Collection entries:
** START **

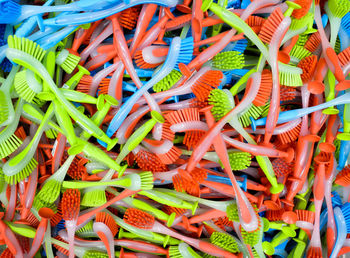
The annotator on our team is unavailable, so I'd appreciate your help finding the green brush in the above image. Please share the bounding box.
[56,49,80,74]
[153,70,182,92]
[62,171,153,191]
[0,65,19,126]
[0,99,24,159]
[212,51,244,70]
[169,243,202,258]
[3,106,53,185]
[14,69,43,103]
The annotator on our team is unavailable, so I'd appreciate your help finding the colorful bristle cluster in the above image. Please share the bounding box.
[0,0,350,258]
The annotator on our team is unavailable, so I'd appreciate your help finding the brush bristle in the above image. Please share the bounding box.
[61,189,80,221]
[153,70,182,92]
[259,8,284,44]
[5,158,38,185]
[210,232,239,253]
[0,134,22,159]
[123,208,155,229]
[335,165,350,187]
[213,51,244,70]
[139,171,154,190]
[7,35,46,62]
[37,179,62,203]
[192,70,223,101]
[95,212,119,236]
[0,0,21,24]
[81,188,107,207]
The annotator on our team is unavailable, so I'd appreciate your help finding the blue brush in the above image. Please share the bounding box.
[107,37,193,139]
[251,92,350,131]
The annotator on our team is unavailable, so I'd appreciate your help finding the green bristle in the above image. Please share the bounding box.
[5,158,38,185]
[279,63,303,87]
[139,171,154,190]
[37,179,62,203]
[228,151,252,170]
[210,232,239,253]
[81,187,107,207]
[83,250,108,258]
[213,51,244,70]
[153,69,182,92]
[33,196,57,213]
[226,203,239,222]
[289,13,314,30]
[328,0,350,18]
[75,220,96,238]
[0,134,22,159]
[238,104,264,127]
[169,245,182,258]
[208,89,232,121]
[289,46,312,63]
[7,35,46,62]
[56,49,80,74]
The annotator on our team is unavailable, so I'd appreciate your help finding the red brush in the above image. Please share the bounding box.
[123,208,237,257]
[61,189,80,258]
[93,212,119,257]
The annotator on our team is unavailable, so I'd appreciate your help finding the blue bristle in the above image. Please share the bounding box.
[341,13,350,37]
[332,191,343,208]
[175,37,193,71]
[0,0,21,24]
[341,202,350,234]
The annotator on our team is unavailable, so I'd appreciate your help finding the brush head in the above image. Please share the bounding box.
[0,0,22,24]
[95,212,119,236]
[123,208,155,229]
[61,189,80,221]
[153,69,182,92]
[228,151,252,170]
[7,35,46,62]
[327,0,350,19]
[208,89,233,121]
[210,232,239,253]
[4,158,38,185]
[213,51,244,70]
[56,49,80,74]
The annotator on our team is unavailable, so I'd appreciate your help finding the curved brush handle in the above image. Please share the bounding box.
[330,207,347,258]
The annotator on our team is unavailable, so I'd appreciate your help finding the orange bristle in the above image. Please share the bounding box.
[76,74,93,93]
[306,246,323,258]
[164,108,200,125]
[292,0,312,19]
[253,69,272,107]
[277,122,301,144]
[192,70,223,101]
[335,165,350,187]
[119,5,141,30]
[183,131,205,150]
[259,8,284,44]
[0,248,15,258]
[53,236,69,256]
[298,55,317,83]
[123,208,155,229]
[61,189,80,221]
[95,212,119,236]
[295,210,315,224]
[338,47,350,66]
[272,158,294,177]
[162,205,186,217]
[304,31,321,52]
[98,78,111,94]
[135,149,168,172]
[135,50,162,69]
[280,85,297,101]
[15,126,27,141]
[265,209,285,221]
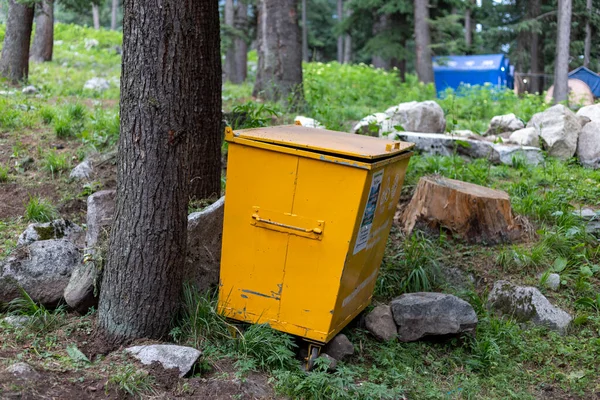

** END **

§ TASK: Please copy every one of the entries above word for word, leaving the pictures out of your answer.

§ CORRECT RESULT:
The annotator on our team is unavailable, so I'd appreciate your help finding the green brush in the above image. Please share the bounding box.
[56,49,80,74]
[153,70,182,92]
[62,171,153,191]
[0,65,19,126]
[0,99,24,159]
[212,51,244,70]
[169,243,202,258]
[3,106,53,185]
[14,69,43,103]
The annotator on our team is unavailable, so I'd appreciate your help finding the colorful bristle cluster in the above image. Please share the bounding box.
[0,0,350,258]
The annotator on our team is unavailable, so I'd appreciate your help finding the brush bristle in the above image. Please share the bounding box.
[61,189,80,221]
[153,70,182,92]
[259,8,284,44]
[5,158,38,185]
[210,232,239,253]
[0,134,22,159]
[123,208,155,229]
[335,165,350,187]
[213,51,244,70]
[139,171,154,190]
[7,35,46,62]
[37,179,62,203]
[192,70,223,101]
[95,212,119,236]
[0,0,21,24]
[81,188,107,207]
The annotator on our team is unavailable, so I'd appreciate your help finding the blue brush in the above image. Please share the bounding box.
[107,37,193,139]
[251,92,350,131]
The annotator on our team is unavailable, so I'd appreciate your help finding the green bristle in the above image. Please share the bounding box.
[5,158,38,185]
[279,63,303,87]
[139,171,154,190]
[37,179,62,203]
[228,151,252,170]
[210,232,239,253]
[81,187,107,207]
[83,250,108,258]
[213,51,244,70]
[153,69,182,92]
[33,196,57,213]
[226,203,239,222]
[289,13,314,30]
[328,0,350,18]
[75,220,96,238]
[0,134,22,159]
[238,104,264,127]
[169,245,182,258]
[208,89,232,121]
[289,46,312,63]
[7,35,46,62]
[56,49,80,74]
The annotator on our team is unavailable, so I'd appreciate your help finding the red brush in the above image. Please share the bounding box.
[123,208,237,257]
[61,189,80,258]
[93,212,119,257]
The annotator on our team is unavailable, so I'd appreciate your help finding the blue bristle in the above image. Please share the bounding box.
[341,13,350,37]
[332,191,343,208]
[175,37,193,71]
[0,0,21,24]
[341,202,350,234]
The annotator on our team is unavailable, so I'd appreciate your help finding the brush head in the above image. Please share the bounding box.
[0,0,22,24]
[95,212,119,236]
[123,208,155,229]
[61,189,80,221]
[153,69,182,92]
[228,151,252,170]
[7,35,46,62]
[327,0,350,19]
[208,89,233,121]
[210,232,239,253]
[4,158,38,185]
[213,51,244,70]
[56,49,80,74]
The annotator on our team is unavailable, so I'd appreciate your help finding the curved brush handle in the above image. Please share the bounding box.
[330,207,347,258]
The annotator on our team is unavailable, so I'd appreciate your help finding the orange bristle in the above image. Please share the bounding box.
[76,74,93,93]
[306,246,323,258]
[164,108,200,125]
[292,0,312,19]
[253,69,272,107]
[277,122,301,144]
[192,70,223,101]
[335,165,350,187]
[119,5,141,30]
[183,131,205,150]
[259,8,284,44]
[0,248,15,258]
[53,236,69,256]
[298,55,317,83]
[123,208,155,229]
[61,189,80,221]
[95,212,119,236]
[295,210,315,224]
[338,47,350,66]
[272,158,294,177]
[162,205,186,217]
[304,31,321,52]
[98,78,111,94]
[135,149,168,172]
[135,50,162,69]
[280,85,297,101]
[15,126,27,141]
[265,209,285,221]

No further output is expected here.